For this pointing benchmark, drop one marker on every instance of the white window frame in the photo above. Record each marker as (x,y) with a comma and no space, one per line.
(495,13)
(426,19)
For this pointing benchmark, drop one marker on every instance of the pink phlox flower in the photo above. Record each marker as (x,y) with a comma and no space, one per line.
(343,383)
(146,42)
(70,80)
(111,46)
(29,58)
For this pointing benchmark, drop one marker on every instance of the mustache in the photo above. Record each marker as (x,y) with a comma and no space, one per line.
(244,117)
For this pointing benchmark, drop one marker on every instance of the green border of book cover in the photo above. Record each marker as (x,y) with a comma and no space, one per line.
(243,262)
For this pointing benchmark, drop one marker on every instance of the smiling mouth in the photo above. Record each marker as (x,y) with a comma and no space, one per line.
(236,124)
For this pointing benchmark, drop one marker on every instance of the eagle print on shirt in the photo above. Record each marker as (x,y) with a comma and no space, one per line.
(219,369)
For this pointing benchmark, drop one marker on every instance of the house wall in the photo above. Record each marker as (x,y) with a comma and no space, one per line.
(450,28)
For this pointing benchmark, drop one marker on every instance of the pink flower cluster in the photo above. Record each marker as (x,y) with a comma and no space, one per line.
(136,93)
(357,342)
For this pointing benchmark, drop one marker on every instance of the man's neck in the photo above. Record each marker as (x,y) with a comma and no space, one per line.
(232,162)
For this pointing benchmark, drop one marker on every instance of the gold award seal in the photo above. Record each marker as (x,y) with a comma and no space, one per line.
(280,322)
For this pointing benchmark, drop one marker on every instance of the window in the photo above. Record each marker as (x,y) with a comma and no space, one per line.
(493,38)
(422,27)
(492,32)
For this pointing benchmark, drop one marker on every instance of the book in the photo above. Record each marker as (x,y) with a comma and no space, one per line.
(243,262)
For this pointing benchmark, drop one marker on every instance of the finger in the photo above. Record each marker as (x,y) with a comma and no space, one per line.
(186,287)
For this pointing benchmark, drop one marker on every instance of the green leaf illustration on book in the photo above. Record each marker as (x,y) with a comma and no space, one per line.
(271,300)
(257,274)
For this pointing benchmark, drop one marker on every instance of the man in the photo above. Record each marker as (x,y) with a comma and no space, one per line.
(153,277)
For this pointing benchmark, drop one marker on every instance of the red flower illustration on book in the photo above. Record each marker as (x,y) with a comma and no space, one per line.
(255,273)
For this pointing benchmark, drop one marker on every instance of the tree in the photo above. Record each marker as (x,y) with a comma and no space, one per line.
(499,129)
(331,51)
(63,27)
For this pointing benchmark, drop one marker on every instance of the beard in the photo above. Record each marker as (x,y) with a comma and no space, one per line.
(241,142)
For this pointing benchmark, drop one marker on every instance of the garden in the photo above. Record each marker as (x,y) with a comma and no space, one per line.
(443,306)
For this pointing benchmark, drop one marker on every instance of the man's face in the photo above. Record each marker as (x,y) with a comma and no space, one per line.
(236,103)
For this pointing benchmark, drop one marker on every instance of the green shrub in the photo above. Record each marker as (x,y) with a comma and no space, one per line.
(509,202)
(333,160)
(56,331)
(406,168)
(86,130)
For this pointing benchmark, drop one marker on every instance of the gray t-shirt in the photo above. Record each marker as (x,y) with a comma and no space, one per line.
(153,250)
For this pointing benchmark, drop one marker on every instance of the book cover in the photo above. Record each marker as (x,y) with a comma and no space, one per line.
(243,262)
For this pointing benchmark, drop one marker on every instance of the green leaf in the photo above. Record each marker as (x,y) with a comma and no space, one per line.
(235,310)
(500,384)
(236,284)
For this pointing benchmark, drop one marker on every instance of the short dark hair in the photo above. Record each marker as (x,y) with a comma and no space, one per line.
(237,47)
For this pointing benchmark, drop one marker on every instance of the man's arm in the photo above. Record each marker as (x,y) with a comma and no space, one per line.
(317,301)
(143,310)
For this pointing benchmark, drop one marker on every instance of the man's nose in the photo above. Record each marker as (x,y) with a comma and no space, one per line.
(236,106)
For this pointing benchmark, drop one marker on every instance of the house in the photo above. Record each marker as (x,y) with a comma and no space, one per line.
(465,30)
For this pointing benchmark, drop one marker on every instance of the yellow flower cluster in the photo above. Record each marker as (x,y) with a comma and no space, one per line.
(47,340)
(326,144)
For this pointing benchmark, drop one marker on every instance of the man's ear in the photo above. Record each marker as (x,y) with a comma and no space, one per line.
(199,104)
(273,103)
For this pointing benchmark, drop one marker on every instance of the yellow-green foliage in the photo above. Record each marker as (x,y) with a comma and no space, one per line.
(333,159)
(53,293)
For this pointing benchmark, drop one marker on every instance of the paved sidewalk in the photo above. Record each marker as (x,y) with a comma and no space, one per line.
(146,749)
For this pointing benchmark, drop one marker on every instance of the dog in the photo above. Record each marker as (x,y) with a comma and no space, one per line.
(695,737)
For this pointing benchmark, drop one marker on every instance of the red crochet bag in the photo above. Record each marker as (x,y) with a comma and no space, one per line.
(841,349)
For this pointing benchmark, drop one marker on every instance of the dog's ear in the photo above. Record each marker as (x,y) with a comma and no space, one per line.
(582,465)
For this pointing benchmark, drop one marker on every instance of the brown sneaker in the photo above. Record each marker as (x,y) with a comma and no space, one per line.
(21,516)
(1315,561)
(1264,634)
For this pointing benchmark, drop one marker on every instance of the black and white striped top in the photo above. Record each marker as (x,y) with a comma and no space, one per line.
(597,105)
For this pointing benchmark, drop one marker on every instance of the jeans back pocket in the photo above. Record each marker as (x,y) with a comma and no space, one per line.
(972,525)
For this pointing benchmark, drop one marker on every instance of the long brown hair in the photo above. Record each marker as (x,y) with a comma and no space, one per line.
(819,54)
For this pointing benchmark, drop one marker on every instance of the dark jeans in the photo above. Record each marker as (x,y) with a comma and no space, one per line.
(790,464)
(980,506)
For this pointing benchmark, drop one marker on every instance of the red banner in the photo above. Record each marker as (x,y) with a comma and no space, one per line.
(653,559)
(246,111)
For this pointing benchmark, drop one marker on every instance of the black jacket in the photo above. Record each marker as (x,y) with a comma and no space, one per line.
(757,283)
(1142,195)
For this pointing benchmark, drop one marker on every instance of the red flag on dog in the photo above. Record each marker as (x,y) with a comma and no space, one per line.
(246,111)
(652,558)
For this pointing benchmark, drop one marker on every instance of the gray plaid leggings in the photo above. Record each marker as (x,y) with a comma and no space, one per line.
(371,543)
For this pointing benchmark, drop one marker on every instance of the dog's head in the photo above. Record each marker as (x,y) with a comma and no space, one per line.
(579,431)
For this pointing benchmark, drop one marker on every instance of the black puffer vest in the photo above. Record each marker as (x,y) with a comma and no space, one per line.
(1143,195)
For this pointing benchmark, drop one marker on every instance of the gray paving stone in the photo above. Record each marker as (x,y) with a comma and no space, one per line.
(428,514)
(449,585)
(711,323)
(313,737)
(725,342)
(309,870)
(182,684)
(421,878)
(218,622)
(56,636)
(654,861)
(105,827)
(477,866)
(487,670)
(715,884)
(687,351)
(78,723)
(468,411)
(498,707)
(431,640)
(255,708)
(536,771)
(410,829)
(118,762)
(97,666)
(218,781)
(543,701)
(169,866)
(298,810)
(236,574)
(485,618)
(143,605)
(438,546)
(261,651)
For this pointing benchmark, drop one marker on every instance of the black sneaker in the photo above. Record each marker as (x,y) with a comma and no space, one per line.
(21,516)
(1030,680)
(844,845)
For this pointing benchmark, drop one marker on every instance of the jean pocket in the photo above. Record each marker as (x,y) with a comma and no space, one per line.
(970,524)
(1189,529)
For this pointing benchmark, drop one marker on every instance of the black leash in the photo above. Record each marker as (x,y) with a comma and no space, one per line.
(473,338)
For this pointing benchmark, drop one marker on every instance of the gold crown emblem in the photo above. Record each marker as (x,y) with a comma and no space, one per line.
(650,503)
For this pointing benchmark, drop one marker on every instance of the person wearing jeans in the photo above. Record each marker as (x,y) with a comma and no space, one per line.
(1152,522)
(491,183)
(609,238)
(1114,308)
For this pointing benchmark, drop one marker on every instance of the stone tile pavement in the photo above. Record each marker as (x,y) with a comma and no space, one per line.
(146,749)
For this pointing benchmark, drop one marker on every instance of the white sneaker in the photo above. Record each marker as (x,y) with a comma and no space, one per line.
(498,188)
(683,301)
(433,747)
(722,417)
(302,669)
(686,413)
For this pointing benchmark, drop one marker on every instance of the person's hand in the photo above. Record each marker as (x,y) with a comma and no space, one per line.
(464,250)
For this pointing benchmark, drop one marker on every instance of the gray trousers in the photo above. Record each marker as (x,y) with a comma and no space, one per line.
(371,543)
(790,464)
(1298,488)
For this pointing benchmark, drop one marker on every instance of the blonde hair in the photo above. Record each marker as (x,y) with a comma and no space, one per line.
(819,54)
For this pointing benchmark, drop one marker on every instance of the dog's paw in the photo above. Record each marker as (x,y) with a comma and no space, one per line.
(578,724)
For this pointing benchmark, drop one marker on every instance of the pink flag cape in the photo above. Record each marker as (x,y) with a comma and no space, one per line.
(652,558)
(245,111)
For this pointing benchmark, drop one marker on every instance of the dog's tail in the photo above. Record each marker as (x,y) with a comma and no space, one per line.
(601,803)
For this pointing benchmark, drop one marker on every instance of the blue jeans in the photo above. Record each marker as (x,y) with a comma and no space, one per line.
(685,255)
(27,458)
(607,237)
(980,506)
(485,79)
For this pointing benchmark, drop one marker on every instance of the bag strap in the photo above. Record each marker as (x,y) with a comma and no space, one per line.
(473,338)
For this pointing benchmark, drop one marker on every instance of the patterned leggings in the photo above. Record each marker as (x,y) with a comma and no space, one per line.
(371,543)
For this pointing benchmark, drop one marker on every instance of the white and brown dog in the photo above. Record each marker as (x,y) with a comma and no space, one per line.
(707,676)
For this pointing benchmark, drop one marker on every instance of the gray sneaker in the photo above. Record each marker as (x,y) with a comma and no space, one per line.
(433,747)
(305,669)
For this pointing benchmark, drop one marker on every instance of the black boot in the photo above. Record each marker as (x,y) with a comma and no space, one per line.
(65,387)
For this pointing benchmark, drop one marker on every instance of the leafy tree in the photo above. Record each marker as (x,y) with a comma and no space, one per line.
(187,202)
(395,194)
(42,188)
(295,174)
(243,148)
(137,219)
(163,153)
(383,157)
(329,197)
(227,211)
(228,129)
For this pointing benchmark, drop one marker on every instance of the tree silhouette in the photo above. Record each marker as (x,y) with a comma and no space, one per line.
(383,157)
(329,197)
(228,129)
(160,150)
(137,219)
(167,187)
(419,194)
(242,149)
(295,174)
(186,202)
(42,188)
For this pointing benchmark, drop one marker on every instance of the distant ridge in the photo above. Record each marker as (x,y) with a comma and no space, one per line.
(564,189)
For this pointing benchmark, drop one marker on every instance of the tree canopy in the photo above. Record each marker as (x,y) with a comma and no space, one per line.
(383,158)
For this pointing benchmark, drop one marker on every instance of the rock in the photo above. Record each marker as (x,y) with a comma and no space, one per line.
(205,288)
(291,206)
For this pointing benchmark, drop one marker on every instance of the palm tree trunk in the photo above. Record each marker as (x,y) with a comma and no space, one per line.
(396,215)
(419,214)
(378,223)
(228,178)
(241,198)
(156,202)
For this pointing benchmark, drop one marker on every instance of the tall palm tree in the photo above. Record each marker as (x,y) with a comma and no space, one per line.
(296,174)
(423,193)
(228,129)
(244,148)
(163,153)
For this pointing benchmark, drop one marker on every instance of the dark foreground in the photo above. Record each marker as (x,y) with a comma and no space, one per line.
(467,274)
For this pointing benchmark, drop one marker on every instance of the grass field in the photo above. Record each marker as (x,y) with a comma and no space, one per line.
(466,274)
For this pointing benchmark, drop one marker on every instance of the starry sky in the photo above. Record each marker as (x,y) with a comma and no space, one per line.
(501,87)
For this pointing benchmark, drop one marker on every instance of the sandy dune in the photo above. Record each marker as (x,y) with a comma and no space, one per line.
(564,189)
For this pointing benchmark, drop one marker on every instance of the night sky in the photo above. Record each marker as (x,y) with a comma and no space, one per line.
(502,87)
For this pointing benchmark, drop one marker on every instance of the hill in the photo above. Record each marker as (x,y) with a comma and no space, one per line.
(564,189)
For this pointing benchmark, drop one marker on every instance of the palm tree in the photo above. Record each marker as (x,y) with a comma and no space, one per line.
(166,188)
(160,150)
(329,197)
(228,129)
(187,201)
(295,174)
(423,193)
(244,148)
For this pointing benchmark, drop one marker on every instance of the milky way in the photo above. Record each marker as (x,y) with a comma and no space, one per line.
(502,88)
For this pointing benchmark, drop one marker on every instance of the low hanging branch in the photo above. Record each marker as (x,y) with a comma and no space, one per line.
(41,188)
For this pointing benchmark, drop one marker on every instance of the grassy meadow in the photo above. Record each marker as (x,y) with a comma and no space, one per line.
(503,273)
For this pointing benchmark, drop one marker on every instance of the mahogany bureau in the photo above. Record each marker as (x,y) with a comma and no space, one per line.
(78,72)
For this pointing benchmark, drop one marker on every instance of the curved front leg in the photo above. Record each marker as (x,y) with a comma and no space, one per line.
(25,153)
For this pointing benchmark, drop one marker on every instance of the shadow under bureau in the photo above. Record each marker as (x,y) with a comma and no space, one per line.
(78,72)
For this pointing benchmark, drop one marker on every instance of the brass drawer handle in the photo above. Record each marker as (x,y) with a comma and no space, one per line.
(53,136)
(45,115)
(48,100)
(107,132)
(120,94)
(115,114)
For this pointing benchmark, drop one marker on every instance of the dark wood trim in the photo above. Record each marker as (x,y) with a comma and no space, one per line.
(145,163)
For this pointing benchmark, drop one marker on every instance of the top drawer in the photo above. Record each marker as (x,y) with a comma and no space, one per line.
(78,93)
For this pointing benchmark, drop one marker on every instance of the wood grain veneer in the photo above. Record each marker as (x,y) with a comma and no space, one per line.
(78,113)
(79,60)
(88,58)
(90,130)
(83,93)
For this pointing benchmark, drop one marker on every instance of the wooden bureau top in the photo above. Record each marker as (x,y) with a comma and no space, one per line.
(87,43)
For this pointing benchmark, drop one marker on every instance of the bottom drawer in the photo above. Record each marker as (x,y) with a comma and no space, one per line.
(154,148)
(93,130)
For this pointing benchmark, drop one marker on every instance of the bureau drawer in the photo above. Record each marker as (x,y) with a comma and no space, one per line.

--------

■ Short exercise ■
Could you render everything from the line containing "of the bottom" down through the end of the records as a Markdown table with two columns, Row and Text, giving each line its own number and leaving out any blank lines?

■ Final result ■
| Row | Text |
|---|---|
| 1 | For this pointing benchmark, drop one marker on every instance of the bottom drawer in the photo above. Record each marker as (x,y) with a comma and no space, one per line. |
| 2 | (154,148) |
| 3 | (93,130) |
| 4 | For this pointing benchmark, drop one marker on every instance of the bureau drawer in the photo above. Record each marker as (x,y) with a comma and no space, one per line. |